■ **Stored items**:
________________
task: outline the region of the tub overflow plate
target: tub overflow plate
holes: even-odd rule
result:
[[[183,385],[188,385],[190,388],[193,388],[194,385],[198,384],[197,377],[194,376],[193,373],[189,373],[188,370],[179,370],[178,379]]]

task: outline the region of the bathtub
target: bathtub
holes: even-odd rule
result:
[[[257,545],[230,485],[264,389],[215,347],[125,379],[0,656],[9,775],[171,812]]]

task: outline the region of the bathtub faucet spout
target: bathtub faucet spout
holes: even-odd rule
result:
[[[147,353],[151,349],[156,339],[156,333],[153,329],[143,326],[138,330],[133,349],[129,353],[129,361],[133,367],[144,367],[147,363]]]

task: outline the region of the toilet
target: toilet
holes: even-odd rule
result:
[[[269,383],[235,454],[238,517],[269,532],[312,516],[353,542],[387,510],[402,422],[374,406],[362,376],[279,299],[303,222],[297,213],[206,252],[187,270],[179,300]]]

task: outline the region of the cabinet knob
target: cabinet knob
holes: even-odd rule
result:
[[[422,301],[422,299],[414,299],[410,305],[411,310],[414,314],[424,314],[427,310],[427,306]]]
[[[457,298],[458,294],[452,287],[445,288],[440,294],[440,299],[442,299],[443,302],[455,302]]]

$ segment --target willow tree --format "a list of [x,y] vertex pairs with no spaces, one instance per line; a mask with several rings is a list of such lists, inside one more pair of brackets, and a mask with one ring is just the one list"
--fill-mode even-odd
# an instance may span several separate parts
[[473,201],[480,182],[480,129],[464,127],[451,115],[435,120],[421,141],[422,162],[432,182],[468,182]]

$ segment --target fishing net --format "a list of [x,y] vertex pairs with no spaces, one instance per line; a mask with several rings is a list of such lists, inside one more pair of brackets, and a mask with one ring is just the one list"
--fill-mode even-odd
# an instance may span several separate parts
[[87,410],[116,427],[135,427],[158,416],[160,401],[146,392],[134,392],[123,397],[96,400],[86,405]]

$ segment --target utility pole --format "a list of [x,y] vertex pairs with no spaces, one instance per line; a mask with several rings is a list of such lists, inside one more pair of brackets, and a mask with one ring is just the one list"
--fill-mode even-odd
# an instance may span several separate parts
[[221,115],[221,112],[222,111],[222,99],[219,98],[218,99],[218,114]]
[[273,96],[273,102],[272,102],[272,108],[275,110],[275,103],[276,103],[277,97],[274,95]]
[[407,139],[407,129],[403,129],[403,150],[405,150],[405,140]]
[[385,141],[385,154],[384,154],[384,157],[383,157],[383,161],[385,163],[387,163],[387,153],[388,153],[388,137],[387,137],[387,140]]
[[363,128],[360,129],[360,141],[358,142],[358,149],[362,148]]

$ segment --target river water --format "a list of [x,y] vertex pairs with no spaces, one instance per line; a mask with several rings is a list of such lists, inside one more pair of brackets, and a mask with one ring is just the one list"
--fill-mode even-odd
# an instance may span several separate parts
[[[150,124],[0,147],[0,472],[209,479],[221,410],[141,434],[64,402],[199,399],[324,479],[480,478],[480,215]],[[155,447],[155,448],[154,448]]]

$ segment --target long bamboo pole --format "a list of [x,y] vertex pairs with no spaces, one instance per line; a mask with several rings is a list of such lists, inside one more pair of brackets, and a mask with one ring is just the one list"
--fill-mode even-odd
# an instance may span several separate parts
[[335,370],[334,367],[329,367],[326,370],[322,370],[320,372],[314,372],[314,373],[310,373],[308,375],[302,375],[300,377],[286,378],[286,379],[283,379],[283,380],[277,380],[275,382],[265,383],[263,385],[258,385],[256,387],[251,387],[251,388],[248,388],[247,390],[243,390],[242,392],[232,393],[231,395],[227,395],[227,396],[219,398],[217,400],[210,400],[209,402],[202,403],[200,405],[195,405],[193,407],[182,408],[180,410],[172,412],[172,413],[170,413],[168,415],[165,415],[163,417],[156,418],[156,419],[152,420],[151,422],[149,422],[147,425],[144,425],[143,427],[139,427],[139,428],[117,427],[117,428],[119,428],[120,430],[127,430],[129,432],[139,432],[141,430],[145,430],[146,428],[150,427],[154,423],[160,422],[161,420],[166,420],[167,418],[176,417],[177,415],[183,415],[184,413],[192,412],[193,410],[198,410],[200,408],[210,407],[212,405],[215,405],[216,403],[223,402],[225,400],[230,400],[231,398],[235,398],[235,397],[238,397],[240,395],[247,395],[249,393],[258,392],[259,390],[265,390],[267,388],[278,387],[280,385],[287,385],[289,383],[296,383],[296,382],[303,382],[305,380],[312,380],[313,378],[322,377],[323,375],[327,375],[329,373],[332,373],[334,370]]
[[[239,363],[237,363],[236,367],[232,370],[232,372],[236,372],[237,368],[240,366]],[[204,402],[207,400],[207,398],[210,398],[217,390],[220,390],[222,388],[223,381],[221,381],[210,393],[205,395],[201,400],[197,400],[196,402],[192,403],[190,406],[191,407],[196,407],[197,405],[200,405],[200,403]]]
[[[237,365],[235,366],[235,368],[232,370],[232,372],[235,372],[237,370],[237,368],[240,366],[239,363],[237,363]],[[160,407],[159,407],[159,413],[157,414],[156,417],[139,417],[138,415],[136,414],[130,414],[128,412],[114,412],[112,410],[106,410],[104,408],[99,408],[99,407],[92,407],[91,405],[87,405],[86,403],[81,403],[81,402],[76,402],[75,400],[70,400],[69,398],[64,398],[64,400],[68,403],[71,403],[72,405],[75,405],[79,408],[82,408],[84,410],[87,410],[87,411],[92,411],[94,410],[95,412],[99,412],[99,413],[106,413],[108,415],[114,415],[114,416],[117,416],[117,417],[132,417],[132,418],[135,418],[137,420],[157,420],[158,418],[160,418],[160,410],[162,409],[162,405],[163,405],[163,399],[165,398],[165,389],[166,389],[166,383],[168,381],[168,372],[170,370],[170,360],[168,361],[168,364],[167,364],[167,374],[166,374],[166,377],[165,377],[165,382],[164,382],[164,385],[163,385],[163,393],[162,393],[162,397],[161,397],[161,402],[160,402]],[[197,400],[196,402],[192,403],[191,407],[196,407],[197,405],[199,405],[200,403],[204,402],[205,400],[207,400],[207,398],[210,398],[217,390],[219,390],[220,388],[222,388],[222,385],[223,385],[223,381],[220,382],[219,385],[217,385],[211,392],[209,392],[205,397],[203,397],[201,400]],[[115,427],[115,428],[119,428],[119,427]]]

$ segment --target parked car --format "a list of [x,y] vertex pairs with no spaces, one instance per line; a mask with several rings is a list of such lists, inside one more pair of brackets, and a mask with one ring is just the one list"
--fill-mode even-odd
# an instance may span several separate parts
________________
Take the lines above and retype all of them exactly.

task: outline the region of the tub overflow plate
target: tub overflow plate
holes: even-odd rule
result:
[[[183,385],[188,385],[190,388],[193,388],[194,385],[198,384],[197,377],[194,376],[193,373],[189,373],[188,370],[179,370],[178,379]]]

task: outline the region of the bathtub
target: bathtub
holes: even-odd rule
result:
[[[257,545],[230,485],[264,389],[215,347],[125,379],[0,656],[9,775],[171,812]]]

task: outline the region of the bathtub faucet spout
target: bathtub faucet spout
holes: even-odd rule
result:
[[[147,353],[151,349],[156,339],[156,333],[153,329],[143,326],[138,330],[133,349],[129,353],[129,361],[133,367],[144,367],[147,363]]]

task: outline the region of the toilet
target: toilet
holes: even-odd rule
result:
[[[269,383],[235,454],[238,517],[269,532],[312,516],[353,542],[387,510],[402,422],[374,406],[362,376],[279,299],[303,222],[297,213],[206,252],[187,270],[179,300]]]

task: outline the region of the cabinet knob
target: cabinet knob
holes: even-odd rule
result:
[[[422,301],[422,299],[414,299],[410,305],[411,310],[414,314],[424,314],[427,310],[427,306]]]
[[[457,298],[458,294],[452,287],[445,288],[440,294],[440,299],[442,299],[443,302],[455,302]]]

$ segment --target willow tree --format "a list of [x,y] vertex pairs with no spaces, one instance per line; a mask with several rings is a list of such lists, inside one more pair of brackets, and a mask with one ring is just the one list"
--fill-mode even-odd
# an instance may span several separate parts
[[473,201],[480,182],[480,129],[464,127],[451,115],[435,120],[421,141],[422,162],[432,182],[468,182]]

$ segment --target fishing net --format "a list of [x,y] vertex pairs with no spaces, one instance per line; a mask with several rings is a list of such lists, inside one more pair of brackets, and a mask with one ring is just the one list"
--fill-mode even-odd
# an instance may span several separate parts
[[87,410],[116,427],[135,427],[158,416],[160,401],[146,392],[134,392],[123,397],[96,400],[86,405]]

$ segment --target utility pole --format "a list of [x,y] vertex pairs with no spaces, one instance per line; a mask with several rings is a list of such lists, inside one more pair of brackets, and a mask with one ring is just the one list"
--fill-mode even-odd
# an instance may span several separate parts
[[221,115],[221,112],[222,111],[222,99],[219,98],[218,99],[218,114]]
[[273,96],[273,102],[272,102],[272,108],[275,110],[275,103],[276,103],[277,97],[274,95]]
[[407,139],[407,129],[403,129],[403,150],[405,150],[405,140]]
[[385,141],[385,154],[384,154],[384,157],[383,157],[383,161],[385,163],[387,163],[387,153],[388,153],[388,137],[387,137],[387,140]]
[[363,128],[360,129],[360,141],[358,142],[358,149],[362,148]]

$ segment --target river water --format "a list of [x,y] vertex pairs with no spaces, one instance per line; a mask with several rings is a list of such lists, inside one more pair of brackets, and a mask with one ring is just the one list"
--fill-mode even-odd
# an instance may span several separate parts
[[[150,124],[0,147],[0,472],[209,479],[221,410],[141,434],[64,402],[199,399],[324,479],[480,478],[480,215]],[[155,447],[155,448],[154,448]]]

$ segment --target long bamboo pole --format "a list of [x,y] vertex pairs with no spaces, one instance per line; a mask with several rings is a list of such lists, inside one more pair of brackets, and a mask with one ring is just the one list"
--fill-mode even-odd
# an instance may span several separate parts
[[335,370],[334,367],[329,367],[326,370],[322,370],[320,372],[314,372],[314,373],[310,373],[308,375],[302,375],[300,377],[286,378],[286,379],[283,379],[283,380],[277,380],[275,382],[265,383],[263,385],[258,385],[256,387],[251,387],[251,388],[248,388],[247,390],[243,390],[242,392],[232,393],[231,395],[227,395],[227,396],[219,398],[217,400],[210,400],[209,402],[202,403],[200,405],[195,405],[193,407],[182,408],[180,410],[172,412],[172,413],[170,413],[168,415],[165,415],[163,417],[156,418],[156,419],[152,420],[151,422],[149,422],[147,425],[144,425],[143,427],[139,427],[139,428],[117,427],[117,428],[119,428],[120,430],[127,430],[129,432],[139,432],[141,430],[145,430],[146,428],[150,427],[154,423],[160,422],[161,420],[166,420],[167,418],[176,417],[177,415],[183,415],[184,413],[192,412],[193,410],[198,410],[200,408],[210,407],[212,405],[215,405],[216,403],[223,402],[225,400],[230,400],[231,398],[235,398],[235,397],[238,397],[240,395],[247,395],[249,393],[258,392],[259,390],[265,390],[267,388],[278,387],[280,385],[287,385],[289,383],[296,383],[296,382],[303,382],[305,380],[312,380],[313,378],[322,377],[323,375],[327,375],[329,373],[332,373],[334,370]]
[[[239,363],[237,363],[236,367],[232,370],[232,372],[236,372],[237,368],[240,366]],[[204,402],[207,400],[207,398],[210,398],[217,390],[220,390],[222,388],[223,381],[221,381],[210,393],[205,395],[201,400],[197,400],[196,402],[192,403],[190,406],[191,407],[196,407],[197,405],[200,405],[200,403]]]
[[[237,365],[235,366],[235,368],[232,370],[232,372],[235,372],[237,370],[237,368],[240,366],[239,363],[237,363]],[[160,407],[159,407],[159,413],[157,414],[156,417],[139,417],[138,415],[136,414],[130,414],[128,412],[114,412],[112,410],[106,410],[104,408],[99,408],[99,407],[92,407],[91,405],[87,405],[86,403],[81,403],[81,402],[76,402],[75,400],[70,400],[69,398],[64,398],[64,400],[68,403],[71,403],[72,405],[75,405],[79,408],[82,408],[84,410],[87,410],[87,411],[92,411],[94,410],[95,412],[99,412],[99,413],[106,413],[108,415],[114,415],[114,416],[117,416],[117,417],[132,417],[132,418],[135,418],[137,420],[157,420],[158,418],[160,418],[160,410],[162,409],[162,405],[163,405],[163,399],[165,398],[165,389],[166,389],[166,383],[168,381],[168,372],[170,370],[170,360],[168,361],[168,364],[167,364],[167,374],[166,374],[166,377],[165,377],[165,382],[164,382],[164,385],[163,385],[163,393],[162,393],[162,397],[161,397],[161,402],[160,402]],[[197,400],[196,402],[192,403],[191,407],[196,407],[197,405],[199,405],[200,403],[204,402],[205,400],[207,400],[207,398],[210,398],[217,390],[219,390],[220,388],[222,388],[222,385],[223,385],[223,381],[220,382],[219,385],[217,385],[211,392],[209,392],[205,397],[203,397],[201,400]],[[115,427],[115,428],[119,428],[119,427]]]

$ segment --target parked car --format "a list of [x,y] vertex pairs with no spaces, one instance per line; a mask with several rings is a list of such lists, inside one more pair of brackets, and a mask with one ring is just the one list"
--fill-mode even-odd
# an instance may span several separate parts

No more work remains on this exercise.